▶ [PROBLEM STATEMENT] Go through the listing and set it down exactly, leaving out its pictures.

----------------

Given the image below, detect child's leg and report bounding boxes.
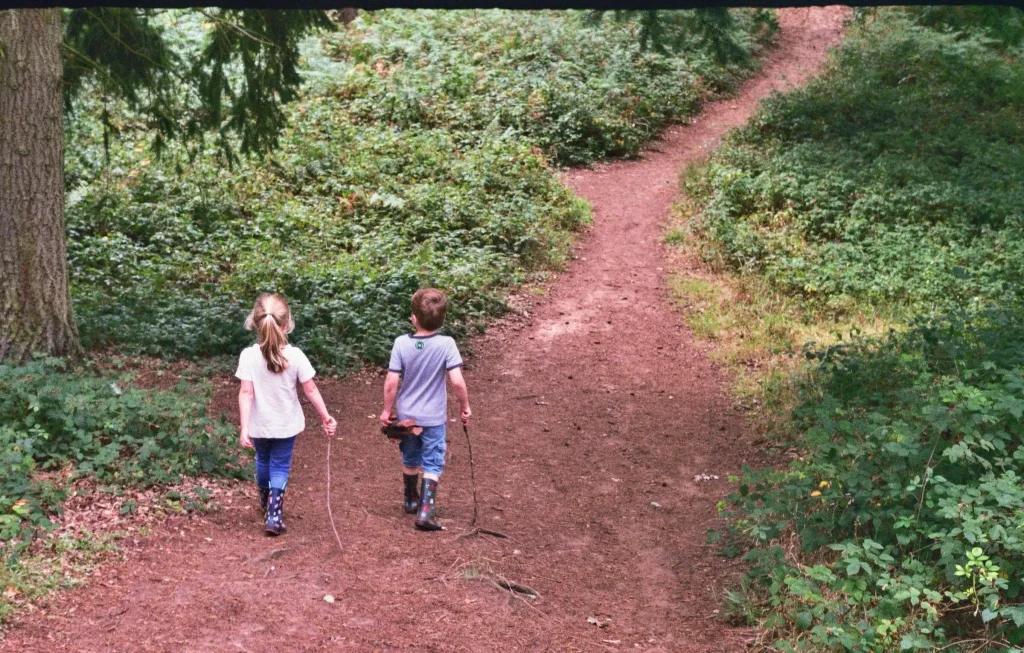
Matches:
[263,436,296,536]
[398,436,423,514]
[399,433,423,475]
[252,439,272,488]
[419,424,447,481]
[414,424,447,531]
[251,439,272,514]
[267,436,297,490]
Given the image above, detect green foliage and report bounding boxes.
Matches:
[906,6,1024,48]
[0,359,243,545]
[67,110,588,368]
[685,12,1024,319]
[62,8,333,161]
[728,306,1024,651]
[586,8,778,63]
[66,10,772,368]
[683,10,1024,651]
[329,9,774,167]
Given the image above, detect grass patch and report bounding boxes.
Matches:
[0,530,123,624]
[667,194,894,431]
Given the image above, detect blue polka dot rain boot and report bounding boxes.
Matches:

----------------

▶ [ANSWER]
Given the image below, detect child's leg and report bounding boxes.
Matches:
[263,436,296,536]
[398,436,423,514]
[399,433,423,475]
[252,439,272,488]
[419,424,447,481]
[414,424,447,531]
[251,439,272,514]
[267,436,297,490]
Given the image above, detect green foliage and report bounding boxes.
Matches:
[906,6,1024,48]
[0,359,243,545]
[67,110,588,368]
[685,12,1024,319]
[62,8,333,161]
[728,306,1024,651]
[586,8,778,63]
[66,10,772,368]
[683,10,1024,651]
[329,9,774,167]
Given the image above, detect grass patch and report bounding boxes.
Matches:
[0,530,123,624]
[667,194,894,431]
Given the image above, detect blue polka dot rain boot and report bounding boxes.
Matches:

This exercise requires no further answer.